:: Working data

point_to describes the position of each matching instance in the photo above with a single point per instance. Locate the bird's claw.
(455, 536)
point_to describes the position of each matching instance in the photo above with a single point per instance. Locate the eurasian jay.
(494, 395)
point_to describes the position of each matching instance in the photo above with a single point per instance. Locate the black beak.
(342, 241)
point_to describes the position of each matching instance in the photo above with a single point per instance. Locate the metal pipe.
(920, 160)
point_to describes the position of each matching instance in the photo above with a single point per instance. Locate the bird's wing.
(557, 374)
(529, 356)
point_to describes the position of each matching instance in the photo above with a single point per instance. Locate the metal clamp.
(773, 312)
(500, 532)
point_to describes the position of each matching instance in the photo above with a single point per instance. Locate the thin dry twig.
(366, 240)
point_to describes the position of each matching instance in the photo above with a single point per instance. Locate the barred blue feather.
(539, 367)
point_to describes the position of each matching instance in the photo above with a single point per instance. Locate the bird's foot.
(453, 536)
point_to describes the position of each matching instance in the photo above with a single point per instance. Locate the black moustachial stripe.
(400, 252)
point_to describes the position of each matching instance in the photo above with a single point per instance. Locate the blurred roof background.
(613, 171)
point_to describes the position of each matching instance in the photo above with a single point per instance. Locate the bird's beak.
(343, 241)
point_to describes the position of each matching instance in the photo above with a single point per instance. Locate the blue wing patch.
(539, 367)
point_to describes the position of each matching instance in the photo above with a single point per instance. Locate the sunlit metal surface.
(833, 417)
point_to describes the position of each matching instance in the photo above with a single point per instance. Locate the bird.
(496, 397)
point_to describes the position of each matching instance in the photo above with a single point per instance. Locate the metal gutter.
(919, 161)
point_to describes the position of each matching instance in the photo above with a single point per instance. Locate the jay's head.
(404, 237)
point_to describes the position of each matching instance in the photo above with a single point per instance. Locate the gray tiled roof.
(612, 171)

::::

▶ [Task directions] Copy every line of the listing from the line containing "blue wing patch." up to and including the final line of the listing. Shift each coordinate in the answers by adding 6, and keep all other lines unchanged.

▶ [Finished answer]
point_to describes the position of each matching instance in the photo above with a single point per instance. Locate the blue wing patch.
(545, 373)
point_to describes the position of each matching instance in the photo above with a single point per instance. Locate the sunlit metal surface.
(839, 423)
point_to describes the position of each matching instance in the photo above with a single point per instance. Locate the bird.
(502, 403)
point_to describes the position of each matching instance in the photo above with a single point per instance. Locate the metal gutter.
(925, 167)
point_to describes the position of each matching instance in the photo above with a single point per instance. Locate the jay's head.
(410, 243)
point_to describes the position of each matching instance in the photo above with a single point per instance. Locate the gray tiled roof.
(618, 177)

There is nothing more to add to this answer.